What to work on -
An exact transcription of the data below is needed.
%%
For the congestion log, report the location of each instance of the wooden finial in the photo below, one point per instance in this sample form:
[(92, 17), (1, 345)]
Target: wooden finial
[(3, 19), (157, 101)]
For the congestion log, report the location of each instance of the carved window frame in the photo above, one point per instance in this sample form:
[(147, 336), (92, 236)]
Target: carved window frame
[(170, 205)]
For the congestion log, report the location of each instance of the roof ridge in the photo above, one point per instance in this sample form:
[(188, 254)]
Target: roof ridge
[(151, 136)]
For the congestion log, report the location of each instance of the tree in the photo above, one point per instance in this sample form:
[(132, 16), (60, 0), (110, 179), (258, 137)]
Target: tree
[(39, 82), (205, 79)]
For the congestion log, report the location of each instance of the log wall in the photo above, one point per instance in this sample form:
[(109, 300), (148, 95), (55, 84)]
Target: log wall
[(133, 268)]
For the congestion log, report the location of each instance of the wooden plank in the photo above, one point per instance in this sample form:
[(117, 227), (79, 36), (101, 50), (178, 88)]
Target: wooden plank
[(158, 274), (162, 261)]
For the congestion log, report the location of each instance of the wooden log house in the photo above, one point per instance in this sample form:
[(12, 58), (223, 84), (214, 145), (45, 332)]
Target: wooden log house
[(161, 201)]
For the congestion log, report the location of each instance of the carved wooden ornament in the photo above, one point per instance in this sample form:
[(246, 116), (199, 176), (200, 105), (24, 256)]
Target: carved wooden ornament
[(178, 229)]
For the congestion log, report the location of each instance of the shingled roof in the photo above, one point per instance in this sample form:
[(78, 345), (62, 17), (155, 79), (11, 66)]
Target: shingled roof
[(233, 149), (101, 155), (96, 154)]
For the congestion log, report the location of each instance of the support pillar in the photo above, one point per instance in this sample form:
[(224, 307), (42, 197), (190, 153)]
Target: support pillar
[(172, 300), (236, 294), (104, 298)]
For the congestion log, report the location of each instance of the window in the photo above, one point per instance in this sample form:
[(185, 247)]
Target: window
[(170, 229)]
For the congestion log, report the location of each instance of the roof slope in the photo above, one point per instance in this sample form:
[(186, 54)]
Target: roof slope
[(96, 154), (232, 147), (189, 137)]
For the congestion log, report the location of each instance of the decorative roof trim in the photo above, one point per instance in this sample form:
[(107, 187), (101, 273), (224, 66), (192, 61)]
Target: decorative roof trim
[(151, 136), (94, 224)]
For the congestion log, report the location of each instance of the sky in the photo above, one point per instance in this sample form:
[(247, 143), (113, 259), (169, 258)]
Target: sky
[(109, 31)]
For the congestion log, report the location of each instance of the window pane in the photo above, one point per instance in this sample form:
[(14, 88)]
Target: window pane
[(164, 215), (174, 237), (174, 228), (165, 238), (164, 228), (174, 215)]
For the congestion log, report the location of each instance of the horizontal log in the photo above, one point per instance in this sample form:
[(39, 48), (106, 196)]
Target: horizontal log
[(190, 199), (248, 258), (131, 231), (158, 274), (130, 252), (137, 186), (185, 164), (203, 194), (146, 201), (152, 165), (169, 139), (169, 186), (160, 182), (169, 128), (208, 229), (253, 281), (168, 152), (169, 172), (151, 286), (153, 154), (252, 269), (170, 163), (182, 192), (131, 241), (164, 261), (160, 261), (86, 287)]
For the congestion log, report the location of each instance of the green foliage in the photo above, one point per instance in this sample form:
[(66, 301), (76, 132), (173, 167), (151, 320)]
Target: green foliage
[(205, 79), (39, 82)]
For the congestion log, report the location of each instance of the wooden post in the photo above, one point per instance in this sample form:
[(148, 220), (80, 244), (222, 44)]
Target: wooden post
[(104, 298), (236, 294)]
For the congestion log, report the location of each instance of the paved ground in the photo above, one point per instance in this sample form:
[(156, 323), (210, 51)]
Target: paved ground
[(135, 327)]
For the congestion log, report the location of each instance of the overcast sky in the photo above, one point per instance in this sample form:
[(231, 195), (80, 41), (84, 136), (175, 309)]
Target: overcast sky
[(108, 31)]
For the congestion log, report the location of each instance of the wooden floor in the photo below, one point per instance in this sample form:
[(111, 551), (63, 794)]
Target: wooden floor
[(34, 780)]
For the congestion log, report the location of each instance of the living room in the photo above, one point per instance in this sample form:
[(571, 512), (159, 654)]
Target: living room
%%
The answer -
For the congestion log, report the location of each instance of the wooden finial in the photo below, one point per instance in this sample form:
[(92, 17), (1, 345)]
Target: wooden finial
[(3, 19), (157, 101)]
For the congestion log, report the location of each instance of the carved window frame in the photo above, one point per instance in this sample form:
[(147, 336), (92, 236)]
Target: carved window frame
[(170, 205)]
For the congestion log, report the location of each instance of the roof ridge in the photo above, one point per instance in this sample form:
[(188, 254)]
Target: roof ridge
[(151, 136)]
For the congestion log, report the location of each instance of the tree in the photo above, one point per instance in this sample form:
[(132, 16), (60, 0), (110, 179), (258, 137)]
Target: tree
[(39, 82), (205, 79)]
For the congestion log, report the location of each instance of the log wall in the photo above, one point per instance in this sample form:
[(109, 300), (148, 95), (55, 84)]
Target: log wall
[(133, 268)]
For the congestion log, report the location of each instance of the wooden plank in the photo above, one point per instance in this sample form:
[(117, 227), (79, 36), (101, 50), (178, 88)]
Target: wooden plank
[(158, 274), (162, 261)]
For the congestion log, report the location of each instance of the wooden log house in the photo above, one point per instance in this sample form:
[(12, 58), (223, 84), (214, 145), (45, 332)]
Target: wooden log house
[(161, 201)]
For the congestion log, report the location of each instance of the carved wooden ornament in the photo above, one point per instance in this sample form:
[(246, 116), (199, 176), (200, 105), (24, 256)]
Target: carved wooden ornament
[(178, 229)]
For the congestion log, report the location of each instance of the shingled roof in the photo above, one point per instance in this sample form:
[(78, 345), (62, 17), (155, 79), (11, 66)]
Target: shingled roof
[(233, 149), (101, 155), (96, 154)]
For the congestion log, report the location of each instance of the support pillar in the photo above, one point per instance in this sample form:
[(224, 307), (42, 197), (190, 153)]
Target: support pillar
[(172, 300), (236, 294), (104, 298)]
For the congestion log, report the location of each instance of the window in the photo above, one point per instance in this sample form:
[(185, 247)]
Target: window
[(170, 229)]
For the congestion log, report the location of each instance of the roof slope in the photo above, one point per instance in this sample form:
[(186, 54)]
Target: roof slope
[(96, 154), (232, 147), (189, 137)]
For the congestion log, report the location of each instance of the decorative roof trim in the photo above, one point per instance in this sample form:
[(107, 187), (101, 273), (224, 66), (192, 61)]
Target: decorative roof trim
[(151, 136), (94, 224)]
For the congestion log, report the location of each instance of the sky in the photo above, one point per instance in this sample form:
[(247, 143), (113, 259), (169, 258)]
Target: sky
[(109, 31)]
For the congestion log, report the location of each instance of the window pane in the photo above, one point per instance in this sample form:
[(14, 88)]
Target: window pane
[(164, 215), (174, 237), (174, 228), (165, 238), (164, 228), (174, 215)]
For the congestion log, report the location of each instance of the horizontal log in the photo above, one point per instance in this sample form:
[(39, 48), (106, 196)]
Target: horizontal log
[(190, 199), (248, 258), (131, 231), (158, 274), (130, 252), (137, 186), (185, 164), (203, 194), (146, 201), (152, 165), (169, 139), (169, 186), (160, 182), (169, 128), (208, 229), (253, 281), (168, 152), (169, 172), (151, 286), (153, 154), (252, 269), (170, 163), (182, 192), (131, 241), (164, 261), (160, 261), (86, 287)]
For the congestion log, report the location of each instance of the green foliage in the photo above, one point per instance in this sample form:
[(66, 301), (76, 132), (173, 167), (151, 320)]
Target: green foliage
[(205, 79), (39, 82)]
For the congestion log, report the location of each instance of the wooden post in the photo above, one point per instance in this sample form:
[(148, 220), (80, 244), (222, 44)]
Target: wooden post
[(104, 298), (236, 294)]
For the congestion log, report the location of each instance of the paved ground in the photo above, one point per instance in this sample form:
[(156, 323), (210, 51)]
Target: paved ground
[(135, 327)]
For the congestion log, report the location of each instance of the overcast sky in the photo above, one point per instance in this sample form:
[(231, 195), (80, 41), (84, 136), (175, 309)]
Target: overcast sky
[(108, 31)]
For the congestion log, report the location of each instance of the wooden floor in the photo below, one point per instance in this sample form:
[(111, 551), (63, 794)]
Target: wooden floor
[(34, 780)]
For the congestion log, report the location of each instance of the living room in the photo above, one point per instance in this sample form:
[(571, 512), (159, 654)]
Target: living room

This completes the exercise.